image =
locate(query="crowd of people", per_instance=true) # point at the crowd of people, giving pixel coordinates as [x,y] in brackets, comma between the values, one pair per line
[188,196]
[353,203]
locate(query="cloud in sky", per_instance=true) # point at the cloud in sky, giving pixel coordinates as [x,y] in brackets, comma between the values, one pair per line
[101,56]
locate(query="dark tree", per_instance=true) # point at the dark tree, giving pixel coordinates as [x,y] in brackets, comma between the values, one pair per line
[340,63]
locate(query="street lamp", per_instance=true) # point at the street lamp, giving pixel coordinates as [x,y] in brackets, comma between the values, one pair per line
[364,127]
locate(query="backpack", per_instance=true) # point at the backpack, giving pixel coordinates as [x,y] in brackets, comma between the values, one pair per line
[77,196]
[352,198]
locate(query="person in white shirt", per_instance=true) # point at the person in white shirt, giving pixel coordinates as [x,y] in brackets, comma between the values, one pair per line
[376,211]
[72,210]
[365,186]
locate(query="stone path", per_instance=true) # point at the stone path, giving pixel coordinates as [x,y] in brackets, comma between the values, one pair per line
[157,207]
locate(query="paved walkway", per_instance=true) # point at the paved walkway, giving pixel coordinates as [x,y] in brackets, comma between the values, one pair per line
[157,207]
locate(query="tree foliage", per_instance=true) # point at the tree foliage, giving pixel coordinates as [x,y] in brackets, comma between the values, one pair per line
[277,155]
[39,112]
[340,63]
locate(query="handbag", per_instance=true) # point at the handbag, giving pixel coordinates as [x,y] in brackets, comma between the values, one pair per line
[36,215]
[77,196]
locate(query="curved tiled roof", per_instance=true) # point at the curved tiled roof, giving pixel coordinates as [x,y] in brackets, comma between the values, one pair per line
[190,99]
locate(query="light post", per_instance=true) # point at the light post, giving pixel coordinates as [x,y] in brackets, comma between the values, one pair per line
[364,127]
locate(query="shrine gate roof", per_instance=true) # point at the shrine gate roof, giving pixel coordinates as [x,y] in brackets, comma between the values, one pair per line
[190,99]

* **Exercise objective**
Extract every line above exactly as it stands.

* **Response below**
image =
locate(query="crowd of people", per_instance=true) # point at the crowd of people, giving pixel coordinates as [x,y] in brackets, comma between the values, one pair per line
[188,196]
[353,203]
locate(query="cloud in sky", per_instance=true) # point at the cloud in sky, giving pixel coordinates as [x,y] in brackets, comma between the values, one pair per line
[101,56]
locate(query="dark tree", per_instance=true) # point at the dark tree, giving pixel coordinates as [x,y] in brackets, comma between the values, one pair per line
[340,63]
locate(query="street lamp", per_instance=true) # point at the street lamp, giving pixel coordinates as [x,y] in brackets, comma between the values, one pair per line
[364,127]
locate(query="backpack", per_instance=true) # point at the backpack, giving pixel coordinates as [x,y] in brackets, comma between the values, one pair per line
[77,196]
[352,198]
locate(query="person in white shirt", per_instance=true) # point at the person in white shirt, giving pixel coordinates as [x,y] in brackets, comma between the values, one pair per line
[376,211]
[72,210]
[365,186]
locate(query="stone path", per_instance=true) # point at the stone path, giving pixel coordinates as [x,y] in brackets, comma between the values, one pair per line
[157,207]
locate(query="paved walkway", per_instance=true) # point at the paved walkway, giving pixel coordinates as [x,y] in brackets, comma between the values, one pair per line
[157,207]
locate(query="tree foliage", per_instance=true) # point at the tree foliage, giving pixel coordinates as [x,y] in brackets, comma between the values, one pair per line
[277,155]
[39,112]
[340,63]
locate(query="handbag", per_instance=true) # point at the handbag, giving pixel coordinates as [x,y] in brackets, comma between the values, one pair per line
[36,215]
[77,196]
locate(query="curved tiled roof", per_instance=true) # point at the curved tiled roof, giving pixel coordinates as [x,y] in brackets, comma between the values, one pair per line
[190,99]
locate(query="light post", per_instance=true) # point at the light post, giving pixel coordinates as [x,y] in brackets, comma between the values, one pair per line
[364,127]
locate(query="shrine gate roof", per_instance=true) # point at the shrine gate roof, giving pixel coordinates as [x,y] in brackets, comma between the values, one pair per line
[190,99]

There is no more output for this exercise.